* [Information supplied]
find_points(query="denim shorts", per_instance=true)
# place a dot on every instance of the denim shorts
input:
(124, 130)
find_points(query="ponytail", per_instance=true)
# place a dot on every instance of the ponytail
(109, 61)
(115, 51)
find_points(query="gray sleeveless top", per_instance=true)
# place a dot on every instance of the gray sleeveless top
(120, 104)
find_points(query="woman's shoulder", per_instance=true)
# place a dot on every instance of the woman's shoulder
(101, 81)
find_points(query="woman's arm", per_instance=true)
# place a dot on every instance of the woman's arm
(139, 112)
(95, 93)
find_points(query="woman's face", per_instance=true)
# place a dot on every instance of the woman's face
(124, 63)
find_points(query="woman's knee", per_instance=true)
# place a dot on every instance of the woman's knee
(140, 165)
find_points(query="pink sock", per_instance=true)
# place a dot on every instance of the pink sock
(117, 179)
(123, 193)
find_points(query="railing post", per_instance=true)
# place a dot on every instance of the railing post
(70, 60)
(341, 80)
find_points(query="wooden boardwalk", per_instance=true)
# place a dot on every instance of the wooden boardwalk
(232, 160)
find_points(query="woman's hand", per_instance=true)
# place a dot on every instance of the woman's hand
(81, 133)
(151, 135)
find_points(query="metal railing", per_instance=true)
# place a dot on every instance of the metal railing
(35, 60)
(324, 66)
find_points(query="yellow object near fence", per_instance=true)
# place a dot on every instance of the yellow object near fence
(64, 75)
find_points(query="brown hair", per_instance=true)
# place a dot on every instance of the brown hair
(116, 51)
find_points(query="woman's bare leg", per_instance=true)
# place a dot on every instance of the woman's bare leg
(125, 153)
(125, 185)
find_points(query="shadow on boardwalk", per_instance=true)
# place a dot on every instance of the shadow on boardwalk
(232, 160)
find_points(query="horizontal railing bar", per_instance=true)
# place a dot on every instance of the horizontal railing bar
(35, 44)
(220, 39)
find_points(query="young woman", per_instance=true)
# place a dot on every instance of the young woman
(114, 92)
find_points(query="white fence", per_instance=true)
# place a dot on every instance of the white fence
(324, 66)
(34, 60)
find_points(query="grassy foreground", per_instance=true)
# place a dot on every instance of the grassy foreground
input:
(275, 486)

* [Task goal] All of the entries above must be quoted exactly.

* [Completed exercise]
find_points(query="denim shorts", per_instance=true)
# place a dot on every instance of the denim shorts
input:
(124, 130)
find_points(query="ponytail", per_instance=true)
# place a dot on every instance of the ponytail
(109, 61)
(115, 51)
find_points(query="gray sleeveless top", per_instance=true)
# place a dot on every instance of the gray sleeveless top
(120, 104)
find_points(query="woman's shoulder", per_instance=true)
# place a dot on every instance of the woman's shoulder
(101, 81)
find_points(query="woman's arm", per_instance=true)
# place a dot on every instance of the woman's arm
(139, 112)
(95, 93)
find_points(query="woman's face", per_instance=true)
# place a dot on every instance of the woman's face
(124, 63)
find_points(query="woman's knee", per_instance=true)
# place a dot on every instance of the woman's knee
(140, 165)
find_points(query="pink sock", per_instance=true)
# place a dot on every instance of the pink sock
(117, 179)
(123, 193)
find_points(query="railing post", per_instance=true)
# place a dot on every instance of the railing post
(70, 60)
(341, 80)
find_points(query="wooden boardwalk", per_instance=true)
# place a dot on every instance of the wooden boardwalk
(232, 160)
find_points(query="woman's hand", per_instance=true)
# place a dot on every instance of the woman's hand
(81, 133)
(151, 135)
find_points(query="metal railing", per_instance=true)
# place a dot on every instance of the metal railing
(35, 60)
(324, 66)
find_points(query="yellow object near fence", per_instance=true)
# place a dot on every instance of the yellow object near fence
(64, 75)
find_points(query="brown hair", per_instance=true)
# place a dot on every instance of the brown hair
(116, 51)
find_points(query="woman's bare leg", per_instance=true)
# place a dot on every instance of the woman's bare leg
(125, 153)
(125, 185)
find_points(query="shadow on boardwalk", per_instance=true)
# place a dot on every instance of the shadow on boardwalk
(232, 160)
find_points(query="horizontal railing bar", per_instance=true)
# place a dot on every instance of the horizontal railing bar
(35, 44)
(220, 39)
find_points(query="young woman", per_instance=true)
# place a dot on every instance of the young woman
(114, 92)
find_points(query="white fence", per_instance=true)
# place a dot on every instance of the white fence
(324, 66)
(34, 60)
find_points(query="grassy foreground", per_instance=true)
# place a dot on every instance of the grassy foreground
input:
(275, 486)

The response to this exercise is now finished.